READING TEXT:
** Start **

# Looking for Vegan Riding Shoes



## RichBeBe (Aug 21, 2005)

I am just getting back into riding after an eight year hiatus. I am riding my old bike until I decide I am back into it and then I might buy a new ride. But I want to install clipless pedals on my bike. I have a set of old Onza’s with the rubber releases bushings, but I’ll probably buy something newer and safer. But I have no shoes anymore and that is my dilemma. 
I am a vegan and do not eat, wear or use any animal products. The only shoes I could find that had no leather in them were some big bucks Sidi’s. I am not up to paying that right now for shoes, does anyone have any recommendations for riding shoes that are not made of from animal ingredients (e.g. leather, suede, nubuck, etc.)?
Thanks a million!


----------



## datako (Aug 27, 2004)

I am not aware of any carnivorous cycle shoes


----------



## grawbass (Aug 23, 2004)

Most of the newer shoes I've seen do not have any leather and I think Nubuck is synthetic.


----------



## GrantB (Jan 10, 2004)

Specialized Comp shoes are all synthetic.


----------



## Hokie (Mar 9, 2004)

GrantB said:


> Specialized Comp shoes are all synthetic.


Including the glue?


----------



## grawbass (Aug 23, 2004)

Hokie said:


> Including the glue?


The glue is made from horses.


----------



## dumpy (Apr 17, 2005)

wow I'm suprised all the veggie haters haven't started attacking you yet, its kind of funny they think all vegetarians push their beliefs on everyone else so they tend to attack first. well anyway this non preachy vegetarian uses a pair of diadora jalepenos. they are pretty old so i don 't know if they still make them or if the materials are still the same. cycling shoes tend to be very veggie friendly, look around, you should find many options. hey synthetic leather just tends to work better than the real stuff.


----------



## Drewdane (Dec 19, 2003)

dumpy said:


> wow I'm suprised all the veggie haters haven't started attacking you yet, its kind of funny they think all vegetarians push their beliefs on everyone else so they tend to attack first. well anyway this non preachy vegetarian uses a pair of diadora jalepenos. they are pretty old so i don 't know if they still make them or if the materials are still the same. cycling shoes tend to be very veggie friendly, look around, you should find many options. hey synthetic leather just tends to work better than the real stuff.


OP asked for advice based on his stated needs. No reason to attack that (tempting to poke fun, though  ).

Thanks for not being preachy, but in my experience the attack mentality works the opposite way from what you wrote - vegetarians/vegans who cram their diet in my face when I never said a word about it one way or the other (really - stop yapping at me about my belt/shoes/jacket/steak dinner, OK?!?), friends who accept a dinner invitation then henpeck me about the food *I* may _or may not_ choose to serve in *MY* home (like I'd really grill up a rack of ribs for a vegetarian guest  ), friends I can't go out with anymore because their self-imposed "restrictions" make it impossible to find a restaurant. That kind of stuff. It's almost (almost) as bad as being around Bible thumpers.

Anyway, so as not to hijack the thread, there are lots of perfectly decent all-synthetic shoes out there (including the glue, I bet!), and Diadora makes some nice ones. I wore my Gekos for three seasons before "upgrading", and they're still in fine shape.


----------



## Mtc (Jun 9, 2004)

I think most of the Specialized shoes are OK.

** End **

OBJECTIVE 1:
Answer these questions from the riding shoes thread:
(a) How long had the first poster been away from riding?
(b) Which brand made the only leather-free shoes that poster could find?
(c) Which Diadora shoes did Drewdane wear for three seasons?
OBJECTIVE 2:
Repeat everything in the riding shoes thread from "## RichBeBe (Aug" down to "(Aug 27, 2004)".
The lines that come next are separate material and are not part of the riding shoes thread.

DATASET EXTRACT:

** Start **

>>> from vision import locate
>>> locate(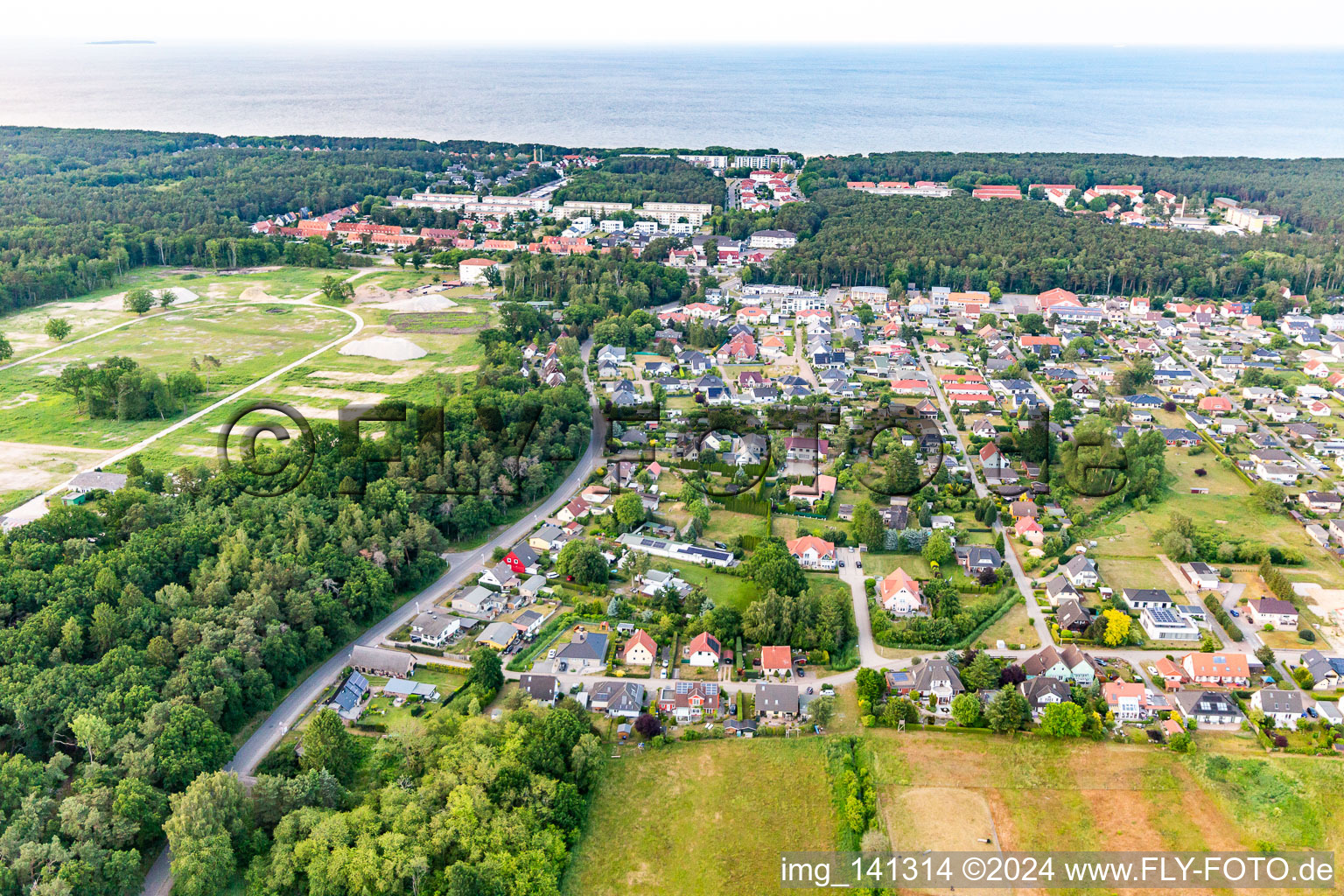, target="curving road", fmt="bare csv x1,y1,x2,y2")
141,337,606,896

** End **

EXERCISE SOLUTION 1:
(a) Eight years.
(b) Sidi.
(c) Gekos.

EXERCISE SOLUTION 2:
## RichBeBe (Aug 21, 2005)

I am just getting back into riding after an eight year hiatus. I am riding my old bike until I decide I am back into it and then I might buy a new ride. But I want to install clipless pedals on my bike. I have a set of old Onza’s with the rubber releases bushings, but I’ll probably buy something newer and safer. But I have no shoes anymore and that is my dilemma. 
I am a vegan and do not eat, wear or use any animal products. The only shoes I could find that had no leather in them were some big bucks Sidi’s. I am not up to paying that right now for shoes, does anyone have any recommendations for riding shoes that are not made of from animal ingredients (e.g. leather, suede, nubuck, etc.)?
Thanks a million!


----------



## datako (Aug 27, 2004)